TEXT SEGMENT »
Stephen Brodie, Deaf Texas Inmate, Exonerated by Evidence of "Actual Innocence"
Stephen Brodie in court September 27, 2009. (KTVT) KTVT

DALLAS (CBS/AP) Stephen Brodie hung his head in relief Monday after a translator signed to the deaf inmate that a Texas judge is setting aside his 1993 rape conviction, on grounds that new evidence not only showed Brodie's "actual innocence," but also pointed to an alternate suspect.

After the decision by Judge Lena Levario was read, Brodie turned to face the courtroom audience, some of whom waved both hands in the air - sign language for applause.

"I feel like a burden has been lifted," Brodie told reporters through a translator. "I feel light. I feel extremely happy."

The case was reopened after his father wrote a letter to the office of Dallas District Attorney Craig Watkins, who, in 2007, shortly after being elected into office, started a unit dedicated to re-examining possible wrongful convictions.

In 1991, after arresting Brodie for stealing quarters from a vending machine, police questioned him about the rape of a 5-year-old girl a year earlier. They questioned Brodie, who has been deaf since birth, for hours without an interpreter, before he eventually confessed. He would later say he felt intimidated and scared, and his attorney attempted to have the confession thrown out.

When a judge ruled the confession was admissible at trial, Brodie and his attorney figured that a guilty verdict, which was punishable by up to 99 years, was all but certain. So they cut a deal - pleading guilty to assaulting the girl in exchange for a five-year prison sentence.

Stephen Brodie, Deaf Texas Inmate, Exonerated by Evidence of "Actual Innocence"
Stephen Brodie, June 24, 2010 (AP Photo/LM Otero) AP Photo/LM Otero

What neither Brodie nor his defense attorney knew at the time was that the police had hair and fingerprint evidence from the crime scene that didn't match Brodie or anyone else in the house. Michelle Moore, Brodie's current attorney, said prosecutors failed to notify the defense of test results that showed that a fingerprint found on the victim's bedroom window, and a hair found at the scene, did not match Brodie.

WHAT YOU WILL DO »
(a) Condense the paragraph of the article on Stephen Brodie's exoneration that begins "In 1991, after arresting Brodie" into a short bulleted list that keeps its main facts.
(b) Carry on the article about Stephen Brodie's exoneration, starting after its final sentence.
The records that follow have no connection to the article.

(Items from a dataset)
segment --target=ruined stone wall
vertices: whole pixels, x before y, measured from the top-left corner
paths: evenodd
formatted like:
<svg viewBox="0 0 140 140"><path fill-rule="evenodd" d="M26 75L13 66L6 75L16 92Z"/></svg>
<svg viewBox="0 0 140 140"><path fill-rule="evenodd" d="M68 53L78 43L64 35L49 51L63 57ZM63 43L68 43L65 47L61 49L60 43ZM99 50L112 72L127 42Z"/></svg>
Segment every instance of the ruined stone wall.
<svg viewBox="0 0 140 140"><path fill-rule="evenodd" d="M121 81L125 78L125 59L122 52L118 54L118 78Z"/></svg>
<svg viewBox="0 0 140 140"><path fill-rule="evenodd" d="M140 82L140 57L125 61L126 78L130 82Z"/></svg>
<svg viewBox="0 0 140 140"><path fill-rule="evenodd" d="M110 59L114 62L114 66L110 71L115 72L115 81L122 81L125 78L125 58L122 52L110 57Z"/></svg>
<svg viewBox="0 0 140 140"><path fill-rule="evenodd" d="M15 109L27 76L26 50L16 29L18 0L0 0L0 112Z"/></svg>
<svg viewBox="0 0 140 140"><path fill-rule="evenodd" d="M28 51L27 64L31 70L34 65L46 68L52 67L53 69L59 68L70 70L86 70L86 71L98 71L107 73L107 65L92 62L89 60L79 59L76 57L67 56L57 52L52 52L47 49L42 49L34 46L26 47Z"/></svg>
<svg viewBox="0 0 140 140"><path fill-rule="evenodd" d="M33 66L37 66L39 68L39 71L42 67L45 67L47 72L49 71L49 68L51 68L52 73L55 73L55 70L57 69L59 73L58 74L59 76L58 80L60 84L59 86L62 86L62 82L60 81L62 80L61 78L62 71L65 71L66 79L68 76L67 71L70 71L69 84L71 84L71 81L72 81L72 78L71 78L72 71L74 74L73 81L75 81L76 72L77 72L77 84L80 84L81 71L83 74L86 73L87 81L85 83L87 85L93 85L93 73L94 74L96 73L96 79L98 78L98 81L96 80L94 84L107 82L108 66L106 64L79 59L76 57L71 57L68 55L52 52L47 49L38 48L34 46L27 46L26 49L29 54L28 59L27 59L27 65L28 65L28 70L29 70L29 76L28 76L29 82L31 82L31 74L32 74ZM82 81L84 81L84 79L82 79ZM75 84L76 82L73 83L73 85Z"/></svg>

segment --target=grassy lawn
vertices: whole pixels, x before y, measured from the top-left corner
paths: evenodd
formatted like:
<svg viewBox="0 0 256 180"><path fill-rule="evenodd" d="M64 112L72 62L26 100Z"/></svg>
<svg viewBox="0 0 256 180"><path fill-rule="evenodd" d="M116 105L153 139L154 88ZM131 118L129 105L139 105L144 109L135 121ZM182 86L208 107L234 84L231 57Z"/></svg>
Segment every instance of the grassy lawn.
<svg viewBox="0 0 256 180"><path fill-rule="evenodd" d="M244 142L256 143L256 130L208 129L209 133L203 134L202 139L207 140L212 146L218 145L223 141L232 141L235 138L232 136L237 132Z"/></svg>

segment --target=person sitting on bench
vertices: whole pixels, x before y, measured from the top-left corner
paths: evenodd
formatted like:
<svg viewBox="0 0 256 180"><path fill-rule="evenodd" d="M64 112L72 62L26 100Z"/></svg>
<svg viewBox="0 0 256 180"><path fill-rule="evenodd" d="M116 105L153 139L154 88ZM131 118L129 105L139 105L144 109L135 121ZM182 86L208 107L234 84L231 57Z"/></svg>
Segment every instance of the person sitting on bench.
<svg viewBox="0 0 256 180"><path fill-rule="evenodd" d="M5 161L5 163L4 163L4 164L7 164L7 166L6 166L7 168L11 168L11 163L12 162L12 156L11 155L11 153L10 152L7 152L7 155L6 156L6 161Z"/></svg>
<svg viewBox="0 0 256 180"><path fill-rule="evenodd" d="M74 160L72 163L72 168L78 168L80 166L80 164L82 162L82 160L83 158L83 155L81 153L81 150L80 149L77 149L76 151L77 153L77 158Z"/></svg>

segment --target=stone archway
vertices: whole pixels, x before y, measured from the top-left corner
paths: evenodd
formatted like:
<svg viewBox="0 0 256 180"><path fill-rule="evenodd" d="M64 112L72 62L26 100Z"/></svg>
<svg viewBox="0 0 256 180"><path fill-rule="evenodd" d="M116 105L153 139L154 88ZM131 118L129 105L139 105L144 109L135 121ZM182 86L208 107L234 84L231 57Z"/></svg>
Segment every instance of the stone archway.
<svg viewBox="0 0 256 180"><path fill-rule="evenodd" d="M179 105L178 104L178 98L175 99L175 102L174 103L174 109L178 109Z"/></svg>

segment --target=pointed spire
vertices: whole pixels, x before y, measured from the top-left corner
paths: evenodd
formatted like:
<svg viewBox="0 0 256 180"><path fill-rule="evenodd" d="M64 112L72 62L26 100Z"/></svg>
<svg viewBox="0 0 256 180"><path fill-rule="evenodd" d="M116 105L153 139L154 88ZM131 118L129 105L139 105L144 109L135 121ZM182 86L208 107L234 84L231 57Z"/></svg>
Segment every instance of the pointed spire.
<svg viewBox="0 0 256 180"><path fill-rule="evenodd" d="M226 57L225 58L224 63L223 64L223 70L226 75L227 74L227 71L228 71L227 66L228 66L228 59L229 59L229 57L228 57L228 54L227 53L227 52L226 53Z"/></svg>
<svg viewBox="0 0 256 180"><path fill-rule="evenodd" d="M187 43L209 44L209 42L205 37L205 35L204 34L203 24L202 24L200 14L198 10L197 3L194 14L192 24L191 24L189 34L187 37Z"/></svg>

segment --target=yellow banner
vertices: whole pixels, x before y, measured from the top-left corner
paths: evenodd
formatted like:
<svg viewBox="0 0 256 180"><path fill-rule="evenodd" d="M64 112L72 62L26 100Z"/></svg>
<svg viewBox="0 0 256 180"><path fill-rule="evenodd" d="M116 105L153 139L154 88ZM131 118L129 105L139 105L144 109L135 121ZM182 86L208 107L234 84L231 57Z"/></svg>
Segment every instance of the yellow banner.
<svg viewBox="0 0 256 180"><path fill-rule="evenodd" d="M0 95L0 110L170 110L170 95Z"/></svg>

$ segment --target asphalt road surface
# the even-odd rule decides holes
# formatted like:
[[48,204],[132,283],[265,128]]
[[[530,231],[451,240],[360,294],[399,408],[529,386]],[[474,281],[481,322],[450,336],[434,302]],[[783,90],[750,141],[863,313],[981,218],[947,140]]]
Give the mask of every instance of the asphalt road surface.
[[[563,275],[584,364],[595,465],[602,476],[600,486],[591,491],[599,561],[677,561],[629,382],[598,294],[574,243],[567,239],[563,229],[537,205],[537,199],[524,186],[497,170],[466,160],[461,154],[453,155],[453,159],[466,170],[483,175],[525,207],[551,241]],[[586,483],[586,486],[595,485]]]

SET OF ANSWERS »
(a)
- In 1991, police arrested Brodie for stealing quarters from a vending machine.
- They then questioned him about the rape of a 5-year-old girl a year earlier.
- Brodie, deaf since birth, was questioned for hours without an interpreter before he confessed.
- He later said he felt intimidated and scared, and his attorney tried to have the confession thrown out.

(b)
A year later police matched the fingerprint to another man who was suspected by Dallas police to be responsible for more than a dozen sexual assaults of young girls that terrorized the north Dallas area in the early 1990s.

That man, Robert Warterfield, who pleaded guilty in 1994 to a separate sexual assault of a minor child, was present in the courtroom Monday and invoked the Fifth Amendment right to not provide testimony that might incriminate himself.

Under questioning by prosecutor Mike Ware, who supported Brodie's innocence, an investigator with the DA's office testified that Warterfield told investigators that "he'd been expecting us" when he recently attempted to interview him about the assault.

Warterfield declined to cooperate, saying "it wouldn't be in his best interests," James Hammond testified.

"To tell the truth?" Ware asked.

"Yes," Hammond said.

Brodie's legal woes didn't end immediately, despite the judge's finding of innocence. He is currently serving time in Lamar County, in east Texas, for failing to register as a sex offender, prior to his exoneration. The Texas Department of Criminal Justice still has to sign off on his innocence before he can be released from that charge, which may not happen until at least Tuesday.

Dallas County has exonerated 20 wrongly convicted people in recent years through DNA testing - more than any other county nationally and all but two states. Although the Brodie case does not involve DNA, it is the county's first exoneration involving a false confession, Moore said.